## WRITTEN EXERCISE 1
In the text on fixed capital and extensive rent, how many years can a newly produced machine be used in production?

## TEXT TO READ
>>>

Aside from these aspects of the model, no joint production exists.
Models of pure fixed capital or of extensive rent share certain properties with models of the production of commodities
with labor and circulating capital alone. This article demonstrates that a model that combines pure fixed capital and
extensive rent can exhibit issues raised by joint production. The cost-minimizing technique need not maximize the wage,
and the choice of technique cannot be analyzed by the construction of the wage frontier. A switch point can exist without
an intersection of wage curves, and intersections of wage curves can be fake switch points.
2.0 Technology
The example is specified by the technology, endowments of land, and requirements for use. An analysis of
quantity flows identifies which techniques are feasible at a given level of requirements for use. The analysis of the choice of
technique requires the examination of the solutions to the price systems for each technique.
I assume the existence of two types of land. More than one type is required for this model to exhibit extensive
rent. With only two types of land, contrasting the orders of efficiency and of rentability is uninteresting. The
order of efficiency is the order in which different types of land are introduced into cultivation as net output
expands. The order of rentability sorts the lands by rent per acre. When both types of land are farmed, one type
will be only partially farmed. It has a rent of zero; the other type of land obtains a positive rent. The orders
of efficiency and rentability are necessarily identical, with two types of land and only one scarce. These orders
can be completely reversed in models with more lands and both extensive and intensive rent.
Fixed capital is another aspect of joint production, in addition to land, in this model. A newly produced machine
can be used for three years in production. Machines are assumed not to be consumption goods. New machines, but
not old machines, can be consumer goods in models of pure fixed capital. This model seems to be close to the minimal
complexity to investigate a combination of land-like natural resources and fixed capital in a model with the production
of multiple commodities that is otherwise of single production alone. In a simpler model, the physical life of the machine would be only two years.

<<<

(Dataset entries)
>>>

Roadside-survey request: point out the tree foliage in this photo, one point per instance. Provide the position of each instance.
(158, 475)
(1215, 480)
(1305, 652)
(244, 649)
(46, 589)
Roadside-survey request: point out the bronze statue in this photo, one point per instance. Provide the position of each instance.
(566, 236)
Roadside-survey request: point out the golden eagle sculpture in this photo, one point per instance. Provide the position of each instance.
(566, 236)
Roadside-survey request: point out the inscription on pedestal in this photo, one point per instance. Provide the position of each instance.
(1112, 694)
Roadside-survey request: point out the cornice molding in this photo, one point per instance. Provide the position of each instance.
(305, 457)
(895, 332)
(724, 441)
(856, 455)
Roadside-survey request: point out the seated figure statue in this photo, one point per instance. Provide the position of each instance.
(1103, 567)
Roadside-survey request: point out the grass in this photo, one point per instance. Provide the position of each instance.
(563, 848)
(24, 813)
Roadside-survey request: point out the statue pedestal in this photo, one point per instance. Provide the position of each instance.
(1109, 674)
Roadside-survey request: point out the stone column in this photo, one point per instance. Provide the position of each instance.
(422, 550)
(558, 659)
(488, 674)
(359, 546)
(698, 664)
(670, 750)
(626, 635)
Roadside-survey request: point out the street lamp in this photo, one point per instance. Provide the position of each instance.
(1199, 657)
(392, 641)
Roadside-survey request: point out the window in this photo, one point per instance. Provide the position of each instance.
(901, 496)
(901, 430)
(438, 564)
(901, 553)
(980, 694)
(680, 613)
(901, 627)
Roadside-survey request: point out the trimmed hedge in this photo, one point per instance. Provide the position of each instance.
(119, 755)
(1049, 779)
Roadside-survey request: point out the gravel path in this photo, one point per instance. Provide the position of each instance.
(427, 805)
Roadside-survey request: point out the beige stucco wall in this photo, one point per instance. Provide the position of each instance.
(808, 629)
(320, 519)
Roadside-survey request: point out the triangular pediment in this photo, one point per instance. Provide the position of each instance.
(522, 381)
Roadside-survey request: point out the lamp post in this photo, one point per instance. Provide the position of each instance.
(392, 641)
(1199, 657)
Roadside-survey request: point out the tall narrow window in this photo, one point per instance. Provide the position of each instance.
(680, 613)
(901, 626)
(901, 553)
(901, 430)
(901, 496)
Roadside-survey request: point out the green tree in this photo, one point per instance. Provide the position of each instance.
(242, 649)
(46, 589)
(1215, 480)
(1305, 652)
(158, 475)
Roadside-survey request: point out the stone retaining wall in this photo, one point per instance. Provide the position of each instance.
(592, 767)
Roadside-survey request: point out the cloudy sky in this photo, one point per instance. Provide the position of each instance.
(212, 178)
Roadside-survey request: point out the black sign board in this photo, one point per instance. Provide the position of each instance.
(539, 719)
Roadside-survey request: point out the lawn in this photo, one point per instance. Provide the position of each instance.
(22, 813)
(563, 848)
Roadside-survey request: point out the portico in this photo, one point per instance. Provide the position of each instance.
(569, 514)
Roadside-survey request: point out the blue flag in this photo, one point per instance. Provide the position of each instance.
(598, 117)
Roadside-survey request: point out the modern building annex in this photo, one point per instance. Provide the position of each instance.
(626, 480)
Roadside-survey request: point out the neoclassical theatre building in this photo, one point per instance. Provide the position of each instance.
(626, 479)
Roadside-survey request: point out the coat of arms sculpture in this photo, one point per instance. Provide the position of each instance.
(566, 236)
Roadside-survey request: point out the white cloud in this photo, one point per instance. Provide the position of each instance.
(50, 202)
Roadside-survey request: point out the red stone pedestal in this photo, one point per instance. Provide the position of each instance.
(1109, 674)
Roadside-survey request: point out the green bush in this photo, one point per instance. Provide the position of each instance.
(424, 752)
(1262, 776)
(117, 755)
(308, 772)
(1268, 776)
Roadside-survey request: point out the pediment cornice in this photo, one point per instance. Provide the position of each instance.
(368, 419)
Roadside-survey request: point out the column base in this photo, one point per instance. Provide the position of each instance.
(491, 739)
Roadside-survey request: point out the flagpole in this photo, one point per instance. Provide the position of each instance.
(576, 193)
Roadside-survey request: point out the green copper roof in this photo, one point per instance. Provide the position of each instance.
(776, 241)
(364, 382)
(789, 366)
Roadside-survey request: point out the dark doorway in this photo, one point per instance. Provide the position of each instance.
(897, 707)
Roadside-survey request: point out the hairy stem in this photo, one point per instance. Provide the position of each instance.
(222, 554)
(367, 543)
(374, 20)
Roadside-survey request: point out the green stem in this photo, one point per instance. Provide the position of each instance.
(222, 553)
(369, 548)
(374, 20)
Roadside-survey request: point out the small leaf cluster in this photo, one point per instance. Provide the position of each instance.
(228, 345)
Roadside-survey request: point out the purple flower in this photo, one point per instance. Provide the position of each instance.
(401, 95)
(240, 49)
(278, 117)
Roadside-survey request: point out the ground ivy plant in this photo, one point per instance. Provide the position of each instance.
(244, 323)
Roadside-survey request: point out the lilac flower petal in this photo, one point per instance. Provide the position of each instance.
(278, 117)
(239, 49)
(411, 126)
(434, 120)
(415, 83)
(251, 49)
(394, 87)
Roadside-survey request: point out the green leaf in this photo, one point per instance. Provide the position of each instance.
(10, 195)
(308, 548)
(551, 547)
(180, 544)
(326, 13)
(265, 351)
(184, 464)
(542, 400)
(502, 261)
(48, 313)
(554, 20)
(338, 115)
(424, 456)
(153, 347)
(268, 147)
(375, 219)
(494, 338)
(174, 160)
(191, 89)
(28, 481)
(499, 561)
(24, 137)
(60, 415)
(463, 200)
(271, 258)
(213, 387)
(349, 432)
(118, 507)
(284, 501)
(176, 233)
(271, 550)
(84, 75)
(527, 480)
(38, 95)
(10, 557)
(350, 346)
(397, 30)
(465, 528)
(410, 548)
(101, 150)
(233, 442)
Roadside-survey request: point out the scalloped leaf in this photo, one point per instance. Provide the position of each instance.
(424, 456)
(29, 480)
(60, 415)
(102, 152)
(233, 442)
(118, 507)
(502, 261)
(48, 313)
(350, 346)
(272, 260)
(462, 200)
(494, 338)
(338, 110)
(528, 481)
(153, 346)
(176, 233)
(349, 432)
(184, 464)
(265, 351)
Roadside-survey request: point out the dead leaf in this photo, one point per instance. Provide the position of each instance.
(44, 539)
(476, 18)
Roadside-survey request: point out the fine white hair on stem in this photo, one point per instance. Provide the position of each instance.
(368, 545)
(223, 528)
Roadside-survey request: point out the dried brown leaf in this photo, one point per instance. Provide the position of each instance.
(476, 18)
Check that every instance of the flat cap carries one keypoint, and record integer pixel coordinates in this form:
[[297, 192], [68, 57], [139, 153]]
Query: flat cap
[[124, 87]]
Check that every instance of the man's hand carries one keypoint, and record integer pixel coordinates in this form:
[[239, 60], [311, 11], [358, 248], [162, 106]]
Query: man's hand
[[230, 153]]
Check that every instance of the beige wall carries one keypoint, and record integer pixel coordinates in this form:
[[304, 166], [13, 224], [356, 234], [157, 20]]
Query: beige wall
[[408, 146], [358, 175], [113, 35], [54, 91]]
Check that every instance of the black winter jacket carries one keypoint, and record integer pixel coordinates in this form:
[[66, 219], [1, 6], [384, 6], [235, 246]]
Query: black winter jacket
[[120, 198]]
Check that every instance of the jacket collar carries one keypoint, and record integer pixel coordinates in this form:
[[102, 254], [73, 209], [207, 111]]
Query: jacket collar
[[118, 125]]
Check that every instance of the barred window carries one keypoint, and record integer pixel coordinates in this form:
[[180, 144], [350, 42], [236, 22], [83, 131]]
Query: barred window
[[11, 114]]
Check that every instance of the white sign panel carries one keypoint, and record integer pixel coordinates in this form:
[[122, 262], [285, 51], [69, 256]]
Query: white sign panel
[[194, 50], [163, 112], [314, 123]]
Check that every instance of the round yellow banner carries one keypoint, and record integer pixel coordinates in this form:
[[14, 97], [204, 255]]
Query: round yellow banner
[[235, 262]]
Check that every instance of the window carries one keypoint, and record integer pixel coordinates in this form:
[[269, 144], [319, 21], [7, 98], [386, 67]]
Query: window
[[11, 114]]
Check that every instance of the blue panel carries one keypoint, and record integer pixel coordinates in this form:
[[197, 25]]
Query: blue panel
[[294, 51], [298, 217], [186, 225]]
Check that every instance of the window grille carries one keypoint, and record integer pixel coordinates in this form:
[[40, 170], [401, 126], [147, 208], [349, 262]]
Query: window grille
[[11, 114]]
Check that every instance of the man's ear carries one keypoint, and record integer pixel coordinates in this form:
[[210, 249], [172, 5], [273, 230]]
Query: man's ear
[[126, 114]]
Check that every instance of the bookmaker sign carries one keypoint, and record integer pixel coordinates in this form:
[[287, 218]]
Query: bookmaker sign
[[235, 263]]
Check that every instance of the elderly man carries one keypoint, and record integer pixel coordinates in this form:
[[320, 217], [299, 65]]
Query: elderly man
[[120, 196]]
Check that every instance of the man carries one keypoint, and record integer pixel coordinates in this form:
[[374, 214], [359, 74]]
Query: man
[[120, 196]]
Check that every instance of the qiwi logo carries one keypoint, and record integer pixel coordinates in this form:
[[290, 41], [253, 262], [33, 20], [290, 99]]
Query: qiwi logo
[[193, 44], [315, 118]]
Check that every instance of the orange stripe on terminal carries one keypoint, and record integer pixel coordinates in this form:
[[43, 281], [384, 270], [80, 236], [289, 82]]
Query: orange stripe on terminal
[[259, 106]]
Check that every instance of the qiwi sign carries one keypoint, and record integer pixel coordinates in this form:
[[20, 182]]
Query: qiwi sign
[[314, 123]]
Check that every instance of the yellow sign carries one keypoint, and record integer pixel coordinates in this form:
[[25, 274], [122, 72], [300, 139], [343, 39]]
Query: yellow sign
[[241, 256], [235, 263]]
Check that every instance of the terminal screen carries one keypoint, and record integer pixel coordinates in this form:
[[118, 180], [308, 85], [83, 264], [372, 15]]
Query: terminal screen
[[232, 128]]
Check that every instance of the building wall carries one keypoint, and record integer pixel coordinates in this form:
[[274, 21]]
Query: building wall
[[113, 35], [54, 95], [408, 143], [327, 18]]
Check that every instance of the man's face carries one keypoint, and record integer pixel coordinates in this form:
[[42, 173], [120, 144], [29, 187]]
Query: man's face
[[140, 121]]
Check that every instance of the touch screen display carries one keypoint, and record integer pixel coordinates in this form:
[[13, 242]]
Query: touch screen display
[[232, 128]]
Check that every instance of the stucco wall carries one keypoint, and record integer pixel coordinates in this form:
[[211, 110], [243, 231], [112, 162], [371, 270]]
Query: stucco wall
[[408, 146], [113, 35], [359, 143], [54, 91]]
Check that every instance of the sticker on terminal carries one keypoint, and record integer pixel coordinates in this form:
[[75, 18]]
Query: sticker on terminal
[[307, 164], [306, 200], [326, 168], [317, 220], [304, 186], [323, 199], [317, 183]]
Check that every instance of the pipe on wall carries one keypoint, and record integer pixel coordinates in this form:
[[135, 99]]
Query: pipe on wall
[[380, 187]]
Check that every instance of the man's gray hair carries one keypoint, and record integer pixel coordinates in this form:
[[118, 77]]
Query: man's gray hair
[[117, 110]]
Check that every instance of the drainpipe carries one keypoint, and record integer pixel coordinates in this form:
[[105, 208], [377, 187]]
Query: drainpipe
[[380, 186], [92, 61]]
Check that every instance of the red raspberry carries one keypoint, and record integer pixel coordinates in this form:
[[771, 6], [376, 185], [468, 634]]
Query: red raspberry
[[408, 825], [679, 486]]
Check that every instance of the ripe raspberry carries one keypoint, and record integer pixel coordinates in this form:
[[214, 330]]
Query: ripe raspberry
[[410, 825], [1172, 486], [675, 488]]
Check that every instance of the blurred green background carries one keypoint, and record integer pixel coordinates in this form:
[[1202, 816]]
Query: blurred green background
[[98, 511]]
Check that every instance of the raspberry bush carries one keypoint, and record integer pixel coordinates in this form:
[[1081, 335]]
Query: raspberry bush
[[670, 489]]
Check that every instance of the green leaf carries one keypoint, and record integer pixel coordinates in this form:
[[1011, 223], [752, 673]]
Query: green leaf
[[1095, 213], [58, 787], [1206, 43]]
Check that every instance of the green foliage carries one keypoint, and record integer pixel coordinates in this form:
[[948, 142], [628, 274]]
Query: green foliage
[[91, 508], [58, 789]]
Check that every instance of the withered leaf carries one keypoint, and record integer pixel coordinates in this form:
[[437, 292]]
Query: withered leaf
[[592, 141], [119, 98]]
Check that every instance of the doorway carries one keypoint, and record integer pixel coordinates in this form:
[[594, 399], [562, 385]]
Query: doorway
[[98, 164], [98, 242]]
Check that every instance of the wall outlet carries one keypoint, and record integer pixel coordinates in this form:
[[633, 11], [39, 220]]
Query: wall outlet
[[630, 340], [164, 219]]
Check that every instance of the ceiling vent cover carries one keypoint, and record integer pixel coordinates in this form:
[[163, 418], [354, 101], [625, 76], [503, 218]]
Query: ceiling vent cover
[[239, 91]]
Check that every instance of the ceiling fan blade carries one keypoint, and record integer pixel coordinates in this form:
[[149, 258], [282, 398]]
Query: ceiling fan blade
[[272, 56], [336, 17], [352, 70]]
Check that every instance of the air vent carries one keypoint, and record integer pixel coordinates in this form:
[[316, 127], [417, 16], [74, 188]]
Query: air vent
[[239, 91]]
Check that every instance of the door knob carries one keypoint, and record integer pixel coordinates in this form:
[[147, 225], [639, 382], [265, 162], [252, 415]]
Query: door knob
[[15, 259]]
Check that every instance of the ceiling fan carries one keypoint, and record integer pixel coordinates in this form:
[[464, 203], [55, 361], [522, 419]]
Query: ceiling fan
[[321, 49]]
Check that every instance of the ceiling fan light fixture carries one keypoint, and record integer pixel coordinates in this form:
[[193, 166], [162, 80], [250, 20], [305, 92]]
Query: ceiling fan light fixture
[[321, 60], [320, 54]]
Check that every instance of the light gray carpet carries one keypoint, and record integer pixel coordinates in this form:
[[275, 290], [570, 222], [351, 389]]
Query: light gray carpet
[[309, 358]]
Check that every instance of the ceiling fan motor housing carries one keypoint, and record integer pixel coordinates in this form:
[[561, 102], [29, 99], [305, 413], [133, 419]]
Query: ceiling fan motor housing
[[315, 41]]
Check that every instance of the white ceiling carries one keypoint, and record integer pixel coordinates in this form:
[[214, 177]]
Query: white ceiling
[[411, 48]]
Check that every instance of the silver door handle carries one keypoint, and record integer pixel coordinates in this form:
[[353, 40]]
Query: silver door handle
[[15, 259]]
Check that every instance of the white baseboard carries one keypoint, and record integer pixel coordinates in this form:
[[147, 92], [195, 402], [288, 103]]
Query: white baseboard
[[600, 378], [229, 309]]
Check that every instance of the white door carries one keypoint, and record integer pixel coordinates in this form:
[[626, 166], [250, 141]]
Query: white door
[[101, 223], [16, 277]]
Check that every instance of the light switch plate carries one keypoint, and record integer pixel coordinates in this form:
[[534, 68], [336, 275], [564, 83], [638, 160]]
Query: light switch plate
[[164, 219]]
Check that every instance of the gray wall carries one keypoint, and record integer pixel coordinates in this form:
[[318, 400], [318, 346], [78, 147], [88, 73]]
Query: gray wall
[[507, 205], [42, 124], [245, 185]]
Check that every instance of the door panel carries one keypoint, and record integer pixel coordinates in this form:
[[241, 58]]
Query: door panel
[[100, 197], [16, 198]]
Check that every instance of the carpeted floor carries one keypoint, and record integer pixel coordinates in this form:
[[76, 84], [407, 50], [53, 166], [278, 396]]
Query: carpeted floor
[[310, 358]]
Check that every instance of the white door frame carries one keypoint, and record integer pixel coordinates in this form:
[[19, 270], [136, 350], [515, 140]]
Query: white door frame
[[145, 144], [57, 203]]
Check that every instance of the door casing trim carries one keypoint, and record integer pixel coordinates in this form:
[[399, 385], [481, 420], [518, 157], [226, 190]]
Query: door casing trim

<<<

## WRITTEN EXERCISE 2
In the records, rewrite the part that opens with the line containing "Check that every instance of the green foliage" and closes with the line containing "[[272, 56], [336, 17], [352, 70]]", changing "keypoint" to "point" and leaving everything else as it is. Return only those lines.

## CORRECT RESULT 1
Three years.

## CORRECT RESULT 2
Check that every instance of the green foliage carries one point, and record integer pixel coordinates in this form:
[[948, 142], [628, 274]]
Query: green foliage
[[91, 508], [58, 789]]
Check that every instance of the withered leaf carries one point, and record integer pixel coordinates in this form:
[[437, 292]]
Query: withered leaf
[[592, 141], [119, 98]]
Check that every instance of the doorway carries one point, and record integer pixel coordinates in this form:
[[594, 399], [562, 385]]
Query: doorway
[[98, 164], [98, 242]]
Check that every instance of the wall outlet carries one point, and record integer pixel coordinates in this form:
[[633, 11], [39, 220]]
Query: wall outlet
[[630, 340], [164, 219]]
Check that every instance of the ceiling vent cover carries one point, and record integer pixel coordinates in this form:
[[163, 418], [354, 101], [625, 76], [503, 218]]
Query: ceiling vent cover
[[239, 91]]
Check that every instance of the ceiling fan blade carries one point, and record integer pixel coordinates in this form:
[[149, 258], [282, 398]]
Query: ceiling fan blade
[[272, 56], [336, 17], [352, 70]]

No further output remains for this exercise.